**Work instructions:**
Here are some records; quote them exactly, leaving out the pictures.
+ + + +
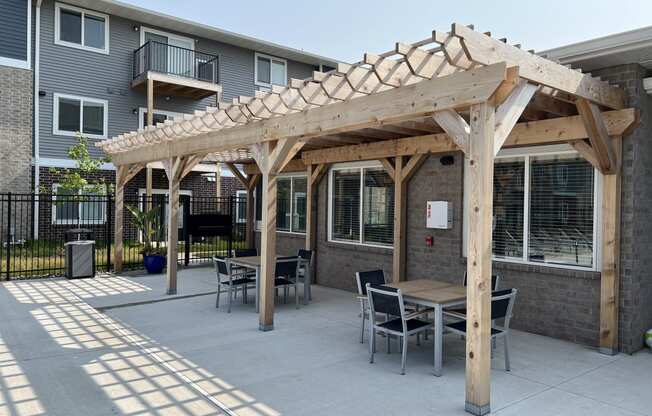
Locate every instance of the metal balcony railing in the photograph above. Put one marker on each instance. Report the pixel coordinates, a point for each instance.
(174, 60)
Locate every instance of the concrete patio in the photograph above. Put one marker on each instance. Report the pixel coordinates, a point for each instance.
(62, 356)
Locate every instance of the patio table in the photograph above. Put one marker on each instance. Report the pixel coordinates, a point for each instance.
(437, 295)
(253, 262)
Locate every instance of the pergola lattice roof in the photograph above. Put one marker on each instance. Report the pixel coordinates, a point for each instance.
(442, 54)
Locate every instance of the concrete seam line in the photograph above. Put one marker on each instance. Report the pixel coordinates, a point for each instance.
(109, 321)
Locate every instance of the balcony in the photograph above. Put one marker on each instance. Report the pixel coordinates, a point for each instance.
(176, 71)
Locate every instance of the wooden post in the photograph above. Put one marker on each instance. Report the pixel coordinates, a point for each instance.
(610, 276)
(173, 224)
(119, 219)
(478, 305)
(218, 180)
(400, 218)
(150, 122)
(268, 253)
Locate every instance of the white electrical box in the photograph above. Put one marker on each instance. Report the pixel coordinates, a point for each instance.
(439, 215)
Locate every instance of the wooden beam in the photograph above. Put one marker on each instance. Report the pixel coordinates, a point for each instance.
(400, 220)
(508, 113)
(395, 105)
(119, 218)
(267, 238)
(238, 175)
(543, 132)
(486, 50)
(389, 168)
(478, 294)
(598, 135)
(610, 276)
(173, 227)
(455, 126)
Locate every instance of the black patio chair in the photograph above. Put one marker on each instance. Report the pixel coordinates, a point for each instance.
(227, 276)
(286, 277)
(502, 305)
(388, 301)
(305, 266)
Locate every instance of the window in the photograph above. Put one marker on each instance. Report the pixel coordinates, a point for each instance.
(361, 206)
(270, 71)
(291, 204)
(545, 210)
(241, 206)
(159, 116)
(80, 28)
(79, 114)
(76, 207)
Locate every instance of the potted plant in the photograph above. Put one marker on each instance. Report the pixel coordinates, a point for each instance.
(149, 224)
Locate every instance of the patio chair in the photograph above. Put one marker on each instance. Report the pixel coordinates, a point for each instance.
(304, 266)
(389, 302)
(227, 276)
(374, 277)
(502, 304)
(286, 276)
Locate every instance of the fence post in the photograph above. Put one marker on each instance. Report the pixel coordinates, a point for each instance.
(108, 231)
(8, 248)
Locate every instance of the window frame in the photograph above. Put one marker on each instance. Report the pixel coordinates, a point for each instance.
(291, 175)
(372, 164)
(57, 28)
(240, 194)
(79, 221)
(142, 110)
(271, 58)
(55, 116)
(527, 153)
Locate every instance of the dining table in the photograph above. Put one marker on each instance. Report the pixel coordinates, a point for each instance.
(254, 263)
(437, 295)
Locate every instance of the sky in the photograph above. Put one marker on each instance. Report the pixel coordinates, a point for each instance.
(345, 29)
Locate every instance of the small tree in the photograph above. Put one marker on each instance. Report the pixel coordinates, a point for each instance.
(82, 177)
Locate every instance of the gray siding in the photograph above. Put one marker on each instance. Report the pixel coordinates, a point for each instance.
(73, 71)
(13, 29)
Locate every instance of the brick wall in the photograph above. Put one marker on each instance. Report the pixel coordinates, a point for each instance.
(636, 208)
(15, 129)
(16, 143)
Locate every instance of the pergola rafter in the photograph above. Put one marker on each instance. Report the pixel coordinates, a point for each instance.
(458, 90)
+ + + +
**Task result:**
Locate every instance of the metal balcony railing in the photograph above. Put one marker on each instance. Report the pixel coordinates, a point for each instance.
(174, 60)
Locate every instance of the concrete patio in the photograph above. Put one marker on each instance. Report the pixel coordinates, a point for each instance.
(62, 356)
Locate every instance of the patio table in the photograph above. Put one marker on each instance. Report the pixel coordinates, a point for each instance.
(437, 295)
(253, 262)
Locate every instance of the pergola lattice roof in the photograph above. Put one marker on each instance. Report the pixel coordinates, a point for each instance.
(442, 54)
Locate every instance of the concrete seam line in the photograph above. Put one marker on each instance. Report the pixel coordinates, a point for each instance.
(109, 321)
Locate every instance of the balcony in the photograph above. Put one marker on each instance. Report the pixel coordinates, a point for each instance.
(176, 71)
Locate every instance of the wooden post in the photograph above. Put one marker on each instance. Report the pixel coordinates, a point for each instance.
(610, 276)
(173, 224)
(119, 219)
(478, 305)
(218, 180)
(400, 218)
(150, 122)
(268, 253)
Locate every instance of the white electrical box in the photograph above. Put one marker on each instance. Report the pixel coordinates, a point for each instance.
(439, 215)
Locate every instance of the wooden beam in the photograph above. Put one marker on each instance. Report the pixel coordinates, a point for each instance.
(400, 220)
(508, 113)
(395, 105)
(119, 218)
(267, 238)
(238, 175)
(543, 132)
(486, 50)
(389, 168)
(478, 294)
(598, 135)
(610, 276)
(173, 227)
(455, 126)
Locate every instance of the black patio chair in the photograph above. Put one marker on each instance. Report the pixel coordinates, a point for each instance.
(227, 276)
(286, 277)
(502, 305)
(388, 301)
(305, 266)
Locate every instance of the window in the photograph above. Put one marker on each instance. Report the pixel coordinates, a point for each instance.
(361, 206)
(270, 71)
(291, 204)
(545, 210)
(241, 206)
(159, 116)
(80, 28)
(79, 114)
(76, 207)
Locate every instance of the potted plant in the photograph above. Put one marker on each instance. Report the pixel coordinates, a point for each instance.
(149, 224)
Locate every instance of the patio chair in the photograph above. Put one marker on each instance. Report the pixel coordinates, a point for each instance.
(304, 266)
(389, 302)
(227, 276)
(374, 277)
(502, 304)
(286, 276)
Locate every instance of the fence post in the photograph above. Put one marker on each instance. Report the pixel coordinates, a point for each instance.
(108, 231)
(8, 248)
Locate every instance of the window frame in the photograph above. Put one marker on each instance. Report the pixel coordinates, a point for each instance.
(291, 175)
(372, 164)
(57, 28)
(240, 194)
(79, 221)
(142, 110)
(271, 58)
(55, 116)
(527, 153)
Locate every instance of the dining table in the photograph above. Put one marker on each instance. Report the pixel coordinates, a point for each instance.
(254, 263)
(437, 295)
Locate every instance of the sky in the photograph above. Put one marker on each instance. Report the pixel coordinates, a point for each instance.
(345, 29)
Locate every instance of the small tree in the photograph above. Put one marker on each instance. Report the pixel coordinates, a point for each instance.
(82, 177)
Locate every instance of the gray siding in the photograph above. Put one marker on each instance. Report the pixel coordinates, a point for each instance.
(73, 71)
(13, 29)
Locate every instance of the brick wall in the photograph above. Put one marker on each instance. Report the pixel coordinates, a point for each instance.
(636, 208)
(15, 129)
(16, 143)
Locate every instance of the pergola rafter in the photograph above. Put one marker on each instance. Report the pixel coordinates, a point for each instance.
(458, 90)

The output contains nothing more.